On 9/21/06, Carl Peterson <carlopeterson(a)gmail.com> wrote:
On 9/20/06, Delirium <delirium(a)hackish.org>
wrote:
Peter Jacobi wrote:
"Andrew Lih"
<andrew.lih(a)gmail.com> wrote:
FYI, German Wikipedia is more in line with the
idea that "not every
news event deserves an article." They are much more selective and are
not shy in telling you so. :)
Yeah. I've recently managed to get an "Wikipedia is not a News Portal"
into the German equivalent of [[WP:WWIN]]. But this POV seems to collide
with the consensus at enwiki.
I guess as a reader I don't see the benefit in *not* covering
everything. I agree there is a slant towards more coverage of recent
news events, but that's simply because they're easier to cover. The
solution, IMO, is not to cover recent events less, but to cover older
events more. I want to know the equivalent of this stuff for other time
periods! Were there short-lived but at the time massively-covered
events in the 1890s, equivalent to today's frenzies over child
kidnappings? What about the thousands of political scandals, major and
minor, that have at various times shortened governments' tenures, forced
cabinet reshuffles, etc., etc.? It's all good info we're missing!

* Supplied information:
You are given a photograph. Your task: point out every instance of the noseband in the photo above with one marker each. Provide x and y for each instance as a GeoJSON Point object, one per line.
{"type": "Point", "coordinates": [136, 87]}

* Exercise tasks:
1. Reproduce word for word the part of the email starting with "I guess as a" and going on through "info we're missing!".
2. Decide whether each statement agrees with the email, answering yes or no and quoting the deciding words: (a) German Wikipedia is described as more selective about news events. (b) The email proposes covering recent events less. (c) Political scandals are said to have forced cabinet reshuffles.
Work from the email about Wikipedia news coverage alone.

* Full solutions:
1.
I guess as a reader I don't see the benefit in *not* covering
everything. I agree there is a slant towards more coverage of recent
news events, but that's simply because they're easier to cover. The
solution, IMO, is not to cover recent events less, but to cover older
events more. I want to know the equivalent of this stuff for other time
periods! Were there short-lived but at the time massively-covered
events in the 1890s, equivalent to today's frenzies over child
kidnappings? What about the thousands of political scandals, major and
minor, that have at various times shortened governments' tenures, forced
cabinet reshuffles, etc., etc.? It's all good info we're missing!

2.
(a) Yes: "They are much more selective and are not shy in telling you so."
(b) No: "The solution, IMO, is not to cover recent events less, but to cover older events more."
(c) Yes: "the thousands of political scandals, major and minor, that have at various times shortened governments' tenures, forced cabinet reshuffles"